━━ SUPPLIED MATERIAL

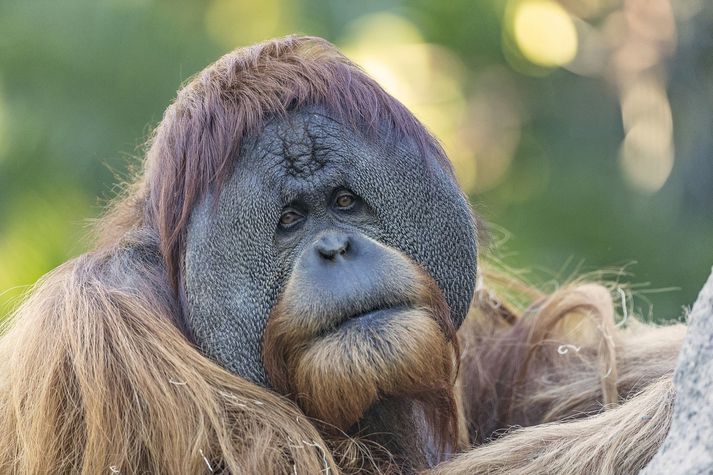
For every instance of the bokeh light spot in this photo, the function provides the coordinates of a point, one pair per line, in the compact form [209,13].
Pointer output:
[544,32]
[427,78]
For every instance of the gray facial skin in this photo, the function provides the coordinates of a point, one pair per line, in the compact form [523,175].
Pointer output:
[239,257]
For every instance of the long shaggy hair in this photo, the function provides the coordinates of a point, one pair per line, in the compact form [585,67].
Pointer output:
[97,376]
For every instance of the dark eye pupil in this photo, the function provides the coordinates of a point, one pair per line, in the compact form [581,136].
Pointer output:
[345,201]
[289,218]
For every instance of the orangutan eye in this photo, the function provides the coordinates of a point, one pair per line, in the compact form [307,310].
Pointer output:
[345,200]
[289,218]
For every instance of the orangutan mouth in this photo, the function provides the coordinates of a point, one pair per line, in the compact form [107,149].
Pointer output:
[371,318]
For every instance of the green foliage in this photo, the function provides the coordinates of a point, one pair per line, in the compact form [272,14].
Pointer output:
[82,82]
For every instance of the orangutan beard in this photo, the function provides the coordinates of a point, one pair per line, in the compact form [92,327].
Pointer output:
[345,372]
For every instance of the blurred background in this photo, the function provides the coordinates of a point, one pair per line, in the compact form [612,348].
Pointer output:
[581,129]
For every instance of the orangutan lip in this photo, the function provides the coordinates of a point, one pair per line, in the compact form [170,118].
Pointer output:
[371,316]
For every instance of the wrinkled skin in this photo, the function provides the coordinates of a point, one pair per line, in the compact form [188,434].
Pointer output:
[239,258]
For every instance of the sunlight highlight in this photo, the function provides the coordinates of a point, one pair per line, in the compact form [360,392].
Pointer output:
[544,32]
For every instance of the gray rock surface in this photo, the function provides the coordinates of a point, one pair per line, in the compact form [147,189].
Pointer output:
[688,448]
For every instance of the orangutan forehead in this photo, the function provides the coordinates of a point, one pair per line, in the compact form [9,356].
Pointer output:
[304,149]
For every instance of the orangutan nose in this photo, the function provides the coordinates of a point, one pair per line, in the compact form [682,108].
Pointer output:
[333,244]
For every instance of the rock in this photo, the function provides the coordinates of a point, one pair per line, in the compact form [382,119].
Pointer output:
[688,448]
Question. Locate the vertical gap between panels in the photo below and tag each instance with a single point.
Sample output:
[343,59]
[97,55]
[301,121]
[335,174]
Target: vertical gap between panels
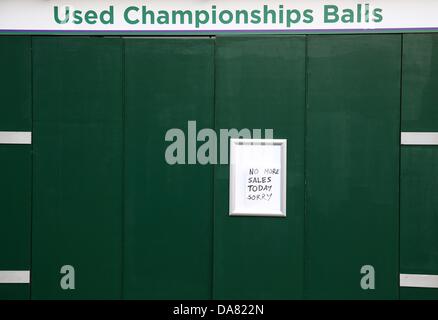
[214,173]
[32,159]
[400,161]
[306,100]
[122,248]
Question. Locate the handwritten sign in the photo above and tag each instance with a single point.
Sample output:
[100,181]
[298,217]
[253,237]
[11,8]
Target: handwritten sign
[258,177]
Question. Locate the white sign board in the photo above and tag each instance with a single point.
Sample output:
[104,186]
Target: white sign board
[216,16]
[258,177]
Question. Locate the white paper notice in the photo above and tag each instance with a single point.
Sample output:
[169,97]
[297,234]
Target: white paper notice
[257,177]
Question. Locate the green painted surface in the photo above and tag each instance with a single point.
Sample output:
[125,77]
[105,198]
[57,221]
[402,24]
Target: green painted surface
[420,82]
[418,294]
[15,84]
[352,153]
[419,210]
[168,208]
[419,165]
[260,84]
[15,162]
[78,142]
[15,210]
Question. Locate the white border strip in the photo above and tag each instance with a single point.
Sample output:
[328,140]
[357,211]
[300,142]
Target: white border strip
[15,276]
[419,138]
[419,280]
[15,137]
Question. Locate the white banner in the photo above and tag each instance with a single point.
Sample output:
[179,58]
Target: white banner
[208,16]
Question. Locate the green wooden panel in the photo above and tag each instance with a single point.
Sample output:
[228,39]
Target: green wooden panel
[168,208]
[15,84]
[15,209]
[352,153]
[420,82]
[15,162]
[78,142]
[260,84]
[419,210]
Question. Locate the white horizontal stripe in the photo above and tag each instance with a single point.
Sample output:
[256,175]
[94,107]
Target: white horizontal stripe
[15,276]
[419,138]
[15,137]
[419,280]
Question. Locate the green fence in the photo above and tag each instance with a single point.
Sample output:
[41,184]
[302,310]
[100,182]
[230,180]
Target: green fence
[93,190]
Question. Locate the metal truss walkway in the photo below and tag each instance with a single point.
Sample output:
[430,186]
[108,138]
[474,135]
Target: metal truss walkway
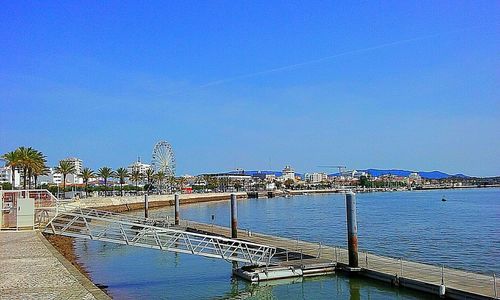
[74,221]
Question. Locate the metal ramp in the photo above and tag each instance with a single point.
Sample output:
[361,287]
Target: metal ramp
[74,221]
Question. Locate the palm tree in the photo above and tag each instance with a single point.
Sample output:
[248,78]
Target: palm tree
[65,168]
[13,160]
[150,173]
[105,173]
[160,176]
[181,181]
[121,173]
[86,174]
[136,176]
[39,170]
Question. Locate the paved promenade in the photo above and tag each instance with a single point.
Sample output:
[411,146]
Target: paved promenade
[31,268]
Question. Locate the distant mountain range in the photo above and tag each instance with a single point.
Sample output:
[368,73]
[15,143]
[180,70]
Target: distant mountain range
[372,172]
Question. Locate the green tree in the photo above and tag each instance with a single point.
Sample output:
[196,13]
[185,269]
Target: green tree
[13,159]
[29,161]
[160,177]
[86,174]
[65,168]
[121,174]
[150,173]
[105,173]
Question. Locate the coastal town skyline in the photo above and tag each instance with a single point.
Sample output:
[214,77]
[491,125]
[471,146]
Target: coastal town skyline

━━━━

#### TO DO:
Leave the pictures out, and print every line of the listing exactly as written.

#### OUTPUT FOR THIS TASK:
For every instance of the bokeh light spot in this photo, the function provides the coordinates of a point, one pair per line, in the compact form [209,13].
Pointer output:
[544,32]
[427,78]
For every instance of the gray facial skin in this photo, the function provides the coordinates of a point, one pair per line, in the compact form [523,175].
Pointer output:
[239,257]
For every instance of the long shaggy hair in this photo, the function provides the coordinates of a point, one pair per line, in the compact form [585,67].
Pointer output:
[97,376]
For every instance of the dark eye pupil in this photo, the function provides the coordinates of a point, one pair per line, in the compact form [581,136].
Pointer output:
[345,201]
[289,218]
For every instance of the orangutan eye in this photo, the function provides the coordinates of a point, one pair per line, in the compact form [307,310].
Pointer output:
[345,200]
[289,218]
For every instance of the orangutan mouth in this photo, the function provides the coordinates of a point, one pair per line, in the compact form [107,149].
Pointer output:
[371,318]
For every instance of the green foliage in this photo, the function provides the coordinates of a point, one pair per line, in the compact form [272,14].
Pointer output:
[82,82]
For every instance of the orangutan beard in this photo, the function provides the coordinates of a point, one pair per line, in the compact form [92,327].
Pointer output:
[345,372]
For every instance of the blurred background in this photo, the function provides the coordinates of a point, one pair per line, in the compact form [612,348].
Pointer output:
[581,129]
For every instance of the orangutan lip in this photo, the function provides the coordinates of a point, one pair per line, in the compact form [170,118].
Pointer output:
[371,316]
For every instance of the wrinkled skin in this photo, the function provides the coordinates of a point, one pair per line, in the compact form [188,434].
Pointer output:
[239,258]
For every instance of the sunlight highlight in this photo, the function provides the coordinates of a point, one pair per line, in the compact form [360,392].
Pointer output:
[544,32]
For every instance of the gray rock surface in this photo, the function provides the coordinates of a point, one pair per line, in the compact form [147,189].
Pointer output:
[688,448]
For every instance of the orangutan forehead in this photo, the function provides the coordinates of a point, one pair per line, in the compact form [9,356].
Pointer output:
[304,149]
For every instance of the orangutan nose in this photo, the function provides the coordinates of a point, one pair per line, in the compact form [682,108].
Pointer output:
[333,244]
For every instance of the rock in this photo, the function provides the coordinates of a point, one pair per line, in the compact form [382,119].
Pointer output:
[688,448]
Question. Locate the vertical gap between panels in the photo below and tag each instance with a single point.
Sample output:
[343,59]
[97,55]
[301,121]
[335,174]
Target: vertical gap between panels
[214,173]
[32,159]
[400,161]
[306,100]
[122,248]
Question. Locate the handwritten sign in the photo above and tag each instance with a single point.
Sample output:
[100,181]
[298,217]
[253,237]
[11,8]
Target: handwritten sign
[258,177]
Question. Locate the white sign board in the photo above and tag each instance with a single point.
Sample output:
[104,186]
Target: white sign board
[216,16]
[258,177]
Question. Locate the white paper notice in the photo above and tag each instance with a single point.
Sample output:
[169,97]
[297,234]
Target: white paper notice
[257,177]
Question. Locate the green painted surface in the photo above and tag each instance with a single point.
Sample output:
[125,77]
[105,198]
[57,221]
[402,24]
Target: green painted surface
[420,82]
[418,294]
[15,84]
[352,153]
[419,210]
[168,208]
[419,165]
[260,84]
[15,162]
[78,142]
[15,210]
Question. Locate the white border strip in the photo above and tag each instance with a single point.
Sample output:
[328,140]
[357,211]
[300,142]
Target: white border strip
[15,276]
[419,138]
[419,280]
[15,137]
Question. Locate the white banner in the photo above and tag each instance with a single point.
Sample output:
[179,58]
Target: white banner
[208,16]
Question. Locate the green wooden panel in the photo above and tag each instance with a single point.
Sample output:
[228,39]
Target: green wooden panel
[168,208]
[15,84]
[15,209]
[352,153]
[420,82]
[15,162]
[78,142]
[260,84]
[419,210]
Question. Locate the white horizontal stripe in the photo above and tag each instance with a single point.
Sample output:
[256,175]
[94,107]
Target: white horizontal stripe
[15,276]
[419,138]
[15,137]
[419,280]
Question. Locate the green fence in the photo above and tag each instance with a single point.
Sample output:
[41,184]
[302,310]
[100,182]
[230,180]
Target: green fence
[93,190]
Question. Locate the metal truss walkway in the photo below and tag each instance with a single point.
Sample output:
[430,186]
[108,138]
[474,135]
Target: metal truss walkway
[74,221]
Question. Locate the metal ramp in the photo above and tag each instance with a single point.
Sample output:
[361,287]
Target: metal ramp
[74,221]
Question. Locate the palm tree in the photo above and tag each instance with a single point.
Sample output:
[248,78]
Target: palm tree
[65,168]
[13,160]
[150,173]
[105,173]
[160,176]
[181,181]
[121,173]
[86,174]
[136,176]
[39,170]
Question. Locate the paved promenade in the photo above and tag each instance with a single point.
Sample output:
[411,146]
Target: paved promenade
[31,268]
Question. Locate the distant mountain range in the photo above and tag each instance with a single point.
Sample output:
[368,73]
[15,143]
[180,70]
Target: distant mountain range
[372,172]
Question. Locate the green tree in the photo above and tag each instance with a single point.
Sample output:
[196,13]
[185,269]
Target: green tree
[13,159]
[29,161]
[160,177]
[86,174]
[65,168]
[121,174]
[150,173]
[105,173]
Question. Locate the coastal town skyline in the photo above and tag each instance with a single point.
Sample output:
[214,77]
[491,125]
[471,146]
Target: coastal town skyline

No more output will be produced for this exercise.